### THINGS TO DO:
(a) Decide whether each statement below agrees with the passage on shukr, and support each yes or no by quoting the deciding words. (i) The verse cited as [2:172] tells believers to eat of the good things provided for them. (ii) The passage says Allah gains something from punishing His servants. (iii) The verse cited as [16:78] says people were brought forth from their mothers' wombs already knowing much.
(b) According to the verse cited as [16:78] in the passage on shukr, what three things did Allah give people?

### TEXT SECTION:

━━━━━━━━

In terms of gratitude or thankfulness to God – or shukr, to use the Quranic language – let us be assured by these words in the Holy Qur’an: وَهُوَ الَّذِي جَعَلَ اللَّيْلَ وَالنَّهَارَ خِلْفَةً لِمَنْ أَرَادَ أَنْ يَذَّكَّرَ أَوْ أَرَادَ شُكُورًا – And it is He who has made the night and the day successive, for whoever desires to remember or to be thankful. [25:62]
Elsewhere, Allah says: يَا أَيُّهَا الَّذِينَ آمَنُوا كُلُوا مِنْ طَيِّبَاتِ مَا رَزَقْنَاكُمْ وَاشْكُرُوا لِلَّهِ إِنْ كُنتُمْ إِيَّاهُ تَعْبُدُونَ – O you who believe! Eat of the good things which We have provided for you, and be thankful to Allah, if it is He whom you worship. [2:172]
How can we not offer reverent thanks when: وَاللَّهُ أَخْرَجَكُمْ مِنْ بُطُونِ أُمَّهَاتِكُمْ لاَ تَعْلَمُونَ شَيْئًا وَجَعَلَ لَكُمُ السَّمْعَ وَالأَبْصَارَ وَالأَفْئِدَةَ لَعَلَّكُمْ تَشْكُرُونَ – It is Allah who brought you forth from the wombs of your mothers when you knew nothing, and He gave you hearing, sight and hearts, that you may give thanks. [16:78]
We further read: مَا يَفْعَلُ اللَّهُ بِعَذَابِكُمْ إِنْ شَكَرْتُمْ وَآمَنْتُمْ وَكَانَ اللَّهُ شَاكِرًا عَلِيمًا – Why should Allah punish you if you render thanks to Him, and truly believe in Him? It is Allah that is Appreciative, Knowing. [4:147] Allah gains nothing from punishing His servants over whom He watches with affection, compassion and concern. On the contrary, He acknowledges any good we do – however little – and rewards us beyond measure. Subhana’Llah, such is Allah!

━━━━━━━━

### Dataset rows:
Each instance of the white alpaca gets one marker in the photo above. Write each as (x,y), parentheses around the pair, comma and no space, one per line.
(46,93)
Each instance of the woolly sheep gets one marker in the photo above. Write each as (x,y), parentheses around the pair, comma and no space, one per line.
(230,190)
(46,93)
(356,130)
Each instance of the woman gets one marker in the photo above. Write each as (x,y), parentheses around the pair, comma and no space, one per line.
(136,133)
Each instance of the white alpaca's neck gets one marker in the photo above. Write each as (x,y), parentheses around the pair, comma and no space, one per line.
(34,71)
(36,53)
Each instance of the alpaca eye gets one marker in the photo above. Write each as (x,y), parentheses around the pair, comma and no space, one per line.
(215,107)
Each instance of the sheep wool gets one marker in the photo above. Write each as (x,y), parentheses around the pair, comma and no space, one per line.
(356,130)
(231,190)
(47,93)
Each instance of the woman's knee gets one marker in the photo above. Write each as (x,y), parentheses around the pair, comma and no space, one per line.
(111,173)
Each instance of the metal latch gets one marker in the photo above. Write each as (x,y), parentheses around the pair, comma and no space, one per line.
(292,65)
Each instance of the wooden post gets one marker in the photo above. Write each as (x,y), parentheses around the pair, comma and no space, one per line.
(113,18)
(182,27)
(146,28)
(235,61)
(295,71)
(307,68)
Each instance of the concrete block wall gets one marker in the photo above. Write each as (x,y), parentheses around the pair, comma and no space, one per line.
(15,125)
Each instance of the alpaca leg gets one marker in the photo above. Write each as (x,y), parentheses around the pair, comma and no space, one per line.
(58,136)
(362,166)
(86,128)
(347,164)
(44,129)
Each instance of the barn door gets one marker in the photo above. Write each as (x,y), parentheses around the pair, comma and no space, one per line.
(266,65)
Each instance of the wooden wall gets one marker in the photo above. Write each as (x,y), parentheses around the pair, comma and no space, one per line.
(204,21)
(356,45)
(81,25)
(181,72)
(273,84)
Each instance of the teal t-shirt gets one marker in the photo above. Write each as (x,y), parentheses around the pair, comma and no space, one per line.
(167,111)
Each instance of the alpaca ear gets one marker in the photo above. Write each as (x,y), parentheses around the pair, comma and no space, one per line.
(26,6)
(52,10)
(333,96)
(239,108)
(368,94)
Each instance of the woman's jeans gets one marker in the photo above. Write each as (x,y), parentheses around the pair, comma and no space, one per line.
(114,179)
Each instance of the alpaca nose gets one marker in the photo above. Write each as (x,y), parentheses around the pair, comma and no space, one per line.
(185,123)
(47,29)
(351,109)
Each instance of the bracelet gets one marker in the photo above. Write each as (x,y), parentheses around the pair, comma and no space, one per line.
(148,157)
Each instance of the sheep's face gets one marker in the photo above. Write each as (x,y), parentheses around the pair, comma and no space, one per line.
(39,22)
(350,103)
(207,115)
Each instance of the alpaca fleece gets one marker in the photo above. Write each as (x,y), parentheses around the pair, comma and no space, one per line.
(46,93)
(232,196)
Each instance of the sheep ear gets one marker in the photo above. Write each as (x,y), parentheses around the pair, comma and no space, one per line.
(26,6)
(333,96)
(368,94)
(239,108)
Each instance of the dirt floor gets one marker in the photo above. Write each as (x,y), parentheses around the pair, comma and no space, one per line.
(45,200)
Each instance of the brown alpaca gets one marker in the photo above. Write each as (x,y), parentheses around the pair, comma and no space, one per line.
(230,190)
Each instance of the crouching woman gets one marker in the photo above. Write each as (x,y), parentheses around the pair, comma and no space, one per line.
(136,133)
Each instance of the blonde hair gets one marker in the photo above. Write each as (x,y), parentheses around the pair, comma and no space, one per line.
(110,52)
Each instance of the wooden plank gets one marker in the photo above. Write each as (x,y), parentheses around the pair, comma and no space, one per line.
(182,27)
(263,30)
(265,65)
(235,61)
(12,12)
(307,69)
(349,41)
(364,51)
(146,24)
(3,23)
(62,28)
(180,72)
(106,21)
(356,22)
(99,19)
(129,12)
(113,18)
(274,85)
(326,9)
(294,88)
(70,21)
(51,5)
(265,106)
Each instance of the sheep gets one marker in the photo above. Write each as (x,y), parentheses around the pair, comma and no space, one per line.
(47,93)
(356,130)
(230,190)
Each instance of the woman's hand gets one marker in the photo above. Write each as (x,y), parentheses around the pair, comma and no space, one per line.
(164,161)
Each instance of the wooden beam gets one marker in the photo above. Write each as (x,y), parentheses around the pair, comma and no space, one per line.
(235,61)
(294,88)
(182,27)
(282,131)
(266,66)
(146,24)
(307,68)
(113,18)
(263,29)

━━━━━━━━

### REPLIES:
(a)
(i) Yes: "Eat of the good things which We have provided for you"
(ii) No: "Allah gains nothing from punishing His servants"
(iii) No: "when you knew nothing"

(b) Hearing, sight and hearts.